======== Study text

As an idea of the bourgeois forces they seek to appeal to, look at Pennsylvania Democratic Congressman Chaka Fattah. Last December, Fattah voted along with 367 other Democrats and Republicans for a House resolution condemning the Paris suburb of Saint-Denis for naming a street in honor of Mumia, a resolution intended to grease the skids for Mumia’s execution. His vote evoked outrage among those of Mumia’s supporters who recalled his earlier assistance in obtaining a Congressional Black Caucus resolution calling for a new trial. But as Fattah himself noted, there was no contradiction between these acts. In a statement posted on his Web site, Fattah declared: “While I remain unconvinced that justice has been served in this case, I am voting for the Resolution because the glorification of anyone who stands convicted of so terrible an offense is an affront to those who risk their lives on a daily basis to serve and to protect.” He continued by reaffirming his “hope” for a new trial.

Lindorff criticized those who voted for the resolution “without any real knowledge about this complex case,” but followed up with a jab at Mumia’s supporters, who “sometimes equally ignorant of the facts, have lionized him and honored him with honorary citizenships and street names” (CounterPunch, 7 December 2006).

There can be no clearer display of the role played by Lindorff and Schiffmann in undermining the fight for Mumia’s freedom than their attacks on the Beverly confession and those who have publicized it. Lindorff intones that the Beverly evidence “could risk losing some of the enthusiasm that had made Jamal something of a symbol of the national and international campaign to abolish capital punishment in the U.S.” In fact, it was the liberal strategy of reliance on the capitalist courts that demobilized Mumia’s army of supporters around the world. That outlook meant rejecting the very reasons that millions had taken up Mumia’s cause: revulsion over the poverty, racial oppression, war and injustice that are inherent in the capitalist system. There was broad identification with Mumia’s fight against the “system”—rather than liberal concern for repairing the damaged reputation of the system.

The claim that you cannot win widespread support for Mumia on the basis that he is an innocent man is refuted by the many who have signed the PDC statement that says just that and cites the Beverly confession. Signatories include Nobel Prize winning author Nadine Gordimer, black intellectuals Manning Marable and Henry Louis Gates Jr., and numerous trade unionists around the world. (The statement appears in WV No. 880, 10 November 2006; for a full list of signatories, see the PDC Web site, www.partisandefense.org.) The crux of this statement was echoed by the March 2007 issue of Shopsteward, published by the Congress of South African Trade Unions, which warned: “The state is as determined as ever to execute Mumia, an innocent man…. Mumia’s freedom will not be won through relying on the capitalist rigged justice system. What can really turn the tide is the power of united millions across the world—working people united in struggle to free an innocent man.”

================
======== Supplied entries

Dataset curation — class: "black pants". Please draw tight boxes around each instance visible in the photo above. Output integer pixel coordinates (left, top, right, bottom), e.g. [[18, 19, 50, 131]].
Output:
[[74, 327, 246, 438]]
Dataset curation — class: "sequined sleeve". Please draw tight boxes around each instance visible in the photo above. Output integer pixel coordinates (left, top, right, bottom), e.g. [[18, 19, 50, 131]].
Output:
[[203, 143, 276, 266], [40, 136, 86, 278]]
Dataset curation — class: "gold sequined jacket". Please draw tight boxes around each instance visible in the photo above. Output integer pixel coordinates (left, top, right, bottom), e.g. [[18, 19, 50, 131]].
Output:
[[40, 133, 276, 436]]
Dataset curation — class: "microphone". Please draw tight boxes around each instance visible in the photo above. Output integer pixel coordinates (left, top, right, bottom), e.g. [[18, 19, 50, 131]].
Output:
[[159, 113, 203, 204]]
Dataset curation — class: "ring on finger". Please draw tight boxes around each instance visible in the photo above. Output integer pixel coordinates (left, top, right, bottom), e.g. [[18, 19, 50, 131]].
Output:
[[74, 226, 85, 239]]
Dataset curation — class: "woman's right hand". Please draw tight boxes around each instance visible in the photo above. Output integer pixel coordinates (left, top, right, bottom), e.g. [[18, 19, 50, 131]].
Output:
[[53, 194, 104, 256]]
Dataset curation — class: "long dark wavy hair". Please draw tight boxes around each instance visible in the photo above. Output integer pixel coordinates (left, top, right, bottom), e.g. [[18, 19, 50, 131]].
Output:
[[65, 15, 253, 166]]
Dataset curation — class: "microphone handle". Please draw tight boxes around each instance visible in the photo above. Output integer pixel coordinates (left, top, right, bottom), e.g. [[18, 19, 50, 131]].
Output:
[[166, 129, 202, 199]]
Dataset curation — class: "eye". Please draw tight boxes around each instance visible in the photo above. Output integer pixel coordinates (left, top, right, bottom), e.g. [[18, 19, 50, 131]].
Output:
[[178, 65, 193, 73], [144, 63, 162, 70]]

================

- _Tasks_
[a] In the passage about Mumia's case, which organization publishes Shopsteward?
[b] Reproduce the passage about Mumia's case word for word between "There can be" and "of the system.", inclusive.
Rely only on the passage about Mumia's case and nothing else.

- _Results of the exercise_
[a] The Congress of South African Trade Unions.

[b]
There can be no clearer display of the role played by Lindorff and Schiffmann in undermining the fight for Mumia’s freedom than their attacks on the Beverly confession and those who have publicized it. Lindorff intones that the Beverly evidence “could risk losing some of the enthusiasm that had made Jamal something of a symbol of the national and international campaign to abolish capital punishment in the U.S.” In fact, it was the liberal strategy of reliance on the capitalist courts that demobilized Mumia’s army of supporters around the world. That outlook meant rejecting the very reasons that millions had taken up Mumia’s cause: revulsion over the poverty, racial oppression, war and injustice that are inherent in the capitalist system. There was broad identification with Mumia’s fight against the “system”—rather than liberal concern for repairing the damaged reputation of the system.